__Excerpt to read__.

27.8.14

The Girls Who Cried Siren

After nearly two months of air raid sirens going off, pretty much everyone I've met is jumping out of their skin every time we hear anything remotely like a siren. A YouTube group called ילדי ריטלין (literally: Ritalin Kids) made a video that captures this perfectly:


We'll all be sitting around talking and a loud motorcycle will drive by on the highway, or the washing machine will hit the spin cycle, or a segment from the My Little Pony intro theme song sounds the the beginning of a siren wailing, and we all pause for a second, realize it's not a siren, allow our heart rates to decelerate, and continue the conversation.

More often than not though, that sound is emanating from the mouths of our children. That slow, high pitched wail, is coming from our innocent little kids who probably don't even realize they are doing it half the time. Children across the country have been "playing siren" over the last two months and have no clue that they are jacking up our blood pressures 4 or 5 times a day.

One thing I need to be cognizant of, though, is that this means my kids are probably a lot more affected by the sirens than we even realize. These random siren noises from them several times a day means they are thinking about a siren several times a day. I wish there were something I could do about it but all we can do is hope for the end of this conflict.

In the meantime, we can all try and spend some quality time with our friends and neighbors when the sirens go off for real. #IsraelUnderFire.


שמעת את זה?

4.8.14

I Just Want To Live

Today is Tisha B'Av. The ninth day of the Hebrew month of Av. As I write this I'm sitting on a stone floor in synagogue, listening to the words of Kinot. I'm already feeling hunger pains and I can't eat for another 11 hours.

Today my emotions are pretty much all over the place. Here are a few:

-Today I am sad: I am starting to internalize and feel the lives lost in this war. I've been trying to keep a mental distance from the war, made possible in part because I don't know anyone personally in Gaza, putting their lives on the line for me. Until yesterday, when my neighbor got called up. He's leaving and his wife will be home alone. I can't stand leaving Rivkah for a night. Who knows when he'll return?

__Directive 1__. In the blog posts on life under air raid sirens, list the sounds named in the sentence beginning "We'll all be sitting around talking" that make everyone pause as if a siren had started.
__Directive 2__. According to the blog posts on life under air raid sirens, how many more hours must the writer wait before eating on Tisha B'Av?
__Directive 3__. Go on with the blog posts on life under air raid sirens, starting right after the last sentence shown.

__Dataset excerpts__.
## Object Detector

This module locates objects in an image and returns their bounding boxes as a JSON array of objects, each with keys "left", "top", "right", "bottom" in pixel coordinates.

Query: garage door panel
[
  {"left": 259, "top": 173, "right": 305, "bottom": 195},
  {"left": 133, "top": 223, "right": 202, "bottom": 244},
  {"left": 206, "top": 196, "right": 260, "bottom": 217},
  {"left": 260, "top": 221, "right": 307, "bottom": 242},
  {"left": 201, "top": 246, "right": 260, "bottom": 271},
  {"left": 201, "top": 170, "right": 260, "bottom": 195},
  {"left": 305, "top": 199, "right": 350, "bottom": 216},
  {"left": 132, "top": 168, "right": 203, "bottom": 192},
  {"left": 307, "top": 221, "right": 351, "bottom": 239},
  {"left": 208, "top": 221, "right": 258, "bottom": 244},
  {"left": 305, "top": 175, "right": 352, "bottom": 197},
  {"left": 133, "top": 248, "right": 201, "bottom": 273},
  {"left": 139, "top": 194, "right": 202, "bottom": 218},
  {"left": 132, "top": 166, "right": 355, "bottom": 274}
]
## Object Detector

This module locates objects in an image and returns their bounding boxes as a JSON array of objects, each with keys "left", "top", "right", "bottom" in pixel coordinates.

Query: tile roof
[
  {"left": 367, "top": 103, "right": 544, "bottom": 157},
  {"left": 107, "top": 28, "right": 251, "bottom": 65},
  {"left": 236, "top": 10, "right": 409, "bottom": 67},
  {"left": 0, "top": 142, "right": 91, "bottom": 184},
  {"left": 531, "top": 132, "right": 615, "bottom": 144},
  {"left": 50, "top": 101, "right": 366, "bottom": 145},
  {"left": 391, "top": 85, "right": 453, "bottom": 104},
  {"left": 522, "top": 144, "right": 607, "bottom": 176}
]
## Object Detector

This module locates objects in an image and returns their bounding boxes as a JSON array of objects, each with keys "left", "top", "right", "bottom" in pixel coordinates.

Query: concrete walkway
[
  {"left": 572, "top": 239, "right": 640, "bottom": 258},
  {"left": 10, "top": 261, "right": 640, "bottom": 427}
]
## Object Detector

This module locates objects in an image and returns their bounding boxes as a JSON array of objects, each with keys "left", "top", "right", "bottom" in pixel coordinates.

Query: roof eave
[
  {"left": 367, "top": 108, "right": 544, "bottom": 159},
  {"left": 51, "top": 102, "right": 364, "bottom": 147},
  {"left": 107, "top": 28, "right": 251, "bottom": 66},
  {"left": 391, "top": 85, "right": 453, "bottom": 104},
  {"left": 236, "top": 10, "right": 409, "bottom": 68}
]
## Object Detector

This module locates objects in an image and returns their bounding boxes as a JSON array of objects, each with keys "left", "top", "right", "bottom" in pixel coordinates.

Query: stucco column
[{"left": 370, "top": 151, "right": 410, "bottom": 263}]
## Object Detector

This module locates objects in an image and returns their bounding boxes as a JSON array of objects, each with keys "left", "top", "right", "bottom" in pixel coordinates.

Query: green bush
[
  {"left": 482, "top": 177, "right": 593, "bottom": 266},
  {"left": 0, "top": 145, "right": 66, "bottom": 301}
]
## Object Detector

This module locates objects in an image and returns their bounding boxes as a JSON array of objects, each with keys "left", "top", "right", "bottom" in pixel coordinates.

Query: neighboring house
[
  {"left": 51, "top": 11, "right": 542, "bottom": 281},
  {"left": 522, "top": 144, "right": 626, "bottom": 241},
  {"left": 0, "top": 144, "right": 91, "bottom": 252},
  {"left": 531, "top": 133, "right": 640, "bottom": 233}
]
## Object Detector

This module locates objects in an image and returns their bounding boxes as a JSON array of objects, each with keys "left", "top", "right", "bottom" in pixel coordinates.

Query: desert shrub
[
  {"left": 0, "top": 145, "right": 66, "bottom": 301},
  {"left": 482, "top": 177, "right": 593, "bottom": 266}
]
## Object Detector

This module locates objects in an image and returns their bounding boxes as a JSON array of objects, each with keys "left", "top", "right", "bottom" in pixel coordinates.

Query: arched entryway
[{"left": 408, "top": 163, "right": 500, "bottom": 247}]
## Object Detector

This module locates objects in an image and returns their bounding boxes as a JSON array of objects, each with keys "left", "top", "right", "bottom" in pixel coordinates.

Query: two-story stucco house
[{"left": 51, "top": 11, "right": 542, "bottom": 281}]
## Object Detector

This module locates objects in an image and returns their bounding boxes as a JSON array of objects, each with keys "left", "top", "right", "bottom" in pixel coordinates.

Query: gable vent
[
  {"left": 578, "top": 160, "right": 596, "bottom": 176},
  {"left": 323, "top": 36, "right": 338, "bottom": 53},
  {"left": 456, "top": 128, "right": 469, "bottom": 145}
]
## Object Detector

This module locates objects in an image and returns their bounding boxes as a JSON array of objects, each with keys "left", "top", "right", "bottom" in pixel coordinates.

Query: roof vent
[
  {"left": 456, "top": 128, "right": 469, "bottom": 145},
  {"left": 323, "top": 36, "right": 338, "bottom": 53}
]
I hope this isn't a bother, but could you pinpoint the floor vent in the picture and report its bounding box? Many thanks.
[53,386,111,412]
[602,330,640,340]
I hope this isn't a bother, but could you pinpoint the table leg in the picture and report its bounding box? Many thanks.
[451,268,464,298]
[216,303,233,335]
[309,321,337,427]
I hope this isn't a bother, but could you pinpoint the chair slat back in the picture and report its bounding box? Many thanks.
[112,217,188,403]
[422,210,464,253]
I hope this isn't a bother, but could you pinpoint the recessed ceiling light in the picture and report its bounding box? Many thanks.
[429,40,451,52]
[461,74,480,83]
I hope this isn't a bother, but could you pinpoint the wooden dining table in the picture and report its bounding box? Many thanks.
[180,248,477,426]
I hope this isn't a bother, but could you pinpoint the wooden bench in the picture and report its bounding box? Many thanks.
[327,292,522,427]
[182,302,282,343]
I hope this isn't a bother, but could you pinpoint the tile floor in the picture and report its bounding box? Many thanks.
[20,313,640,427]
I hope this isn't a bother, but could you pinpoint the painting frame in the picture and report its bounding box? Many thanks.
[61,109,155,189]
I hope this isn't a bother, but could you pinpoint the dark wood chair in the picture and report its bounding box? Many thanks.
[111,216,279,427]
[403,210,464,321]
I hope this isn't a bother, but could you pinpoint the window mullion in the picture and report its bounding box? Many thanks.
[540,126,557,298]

__Final answer 1__.
- A loud motorcycle driving by on the highway
- The washing machine hitting the spin cycle
- A segment from the My Little Pony intro theme song

__Final answer 2__. Another 11 hours.

__Final answer 3__.
-Today I am questioning: It sure seems like the IDF has been able to go into Gaza and strike a crippling blow to the Hamas tunnel network. But what comes next? If we dismantle Hamas does ISIS move in? Those guys are super intense and make Hamas look like small time crime. Can Gaza be rehabilitated and made into an economic partner? So many questions that only "tomorrow" can answer. 

-Today I am happy?: The ground forces are retreating from Gaza. The most dangerous part of the mission was when troops were on the ground in Gaza, at risk of enemy fire, mortars, kidnapping and booby traps. Pulling out signifies that for the moment, our troops will be a little safer. As well, they will be at less of a risk of killing innocent people. I know that every death must weigh heavily on the soldiers. Am Yisrael Chai means the nation of Israel lives. As I said in my previous post, we are a nation that exalts life. 

There are many other emotions swirling around in there today as well. But the last major one is this:

-Today I want to live: I've been having a very hard time understanding how someone could want, more than anything else, me dead. What did I ever do to Joe Palestine besides for exist? Does the fact that my mother was Jewish and her mother was Jewish really offend him so much that he wants me to DIE? I'm having even more trouble understanding how this mentality isn't confined to one person, or three people. There are millions of people all over the world who would just love it if I dropped dead. Because I'm Jewish. 

Anyway, these are my Tisha B'Av musings. May we never have to mourn this day again as all of my Jewish brothers and sisters return to this beautiful land with the coming of Mashiach speedily. 

3.8.14

A Different Kind Of Warfare

I remember 9/11. I have very clear memories of the day itself and of following the news in the days and weeks to follow. The Washington Post had a "War in Afghanistan" section every day with news coming back from the war front. 9/11 brought the American people together in a unity that had rarely been experienced before. In New York especially, everyone put aside all of their differences and helped out in any way they could.

I feel like Israel has taken that mentality to an entirely new level in this current flare-up with Gaza. The country mourns every lost soldier as if they had lost a sibling or child. The funerals of fallen soldiers are attended by TENS of thousands of people. It seems like the fewer family members a fallen soldier has in Israel, the more people who attend the funeral.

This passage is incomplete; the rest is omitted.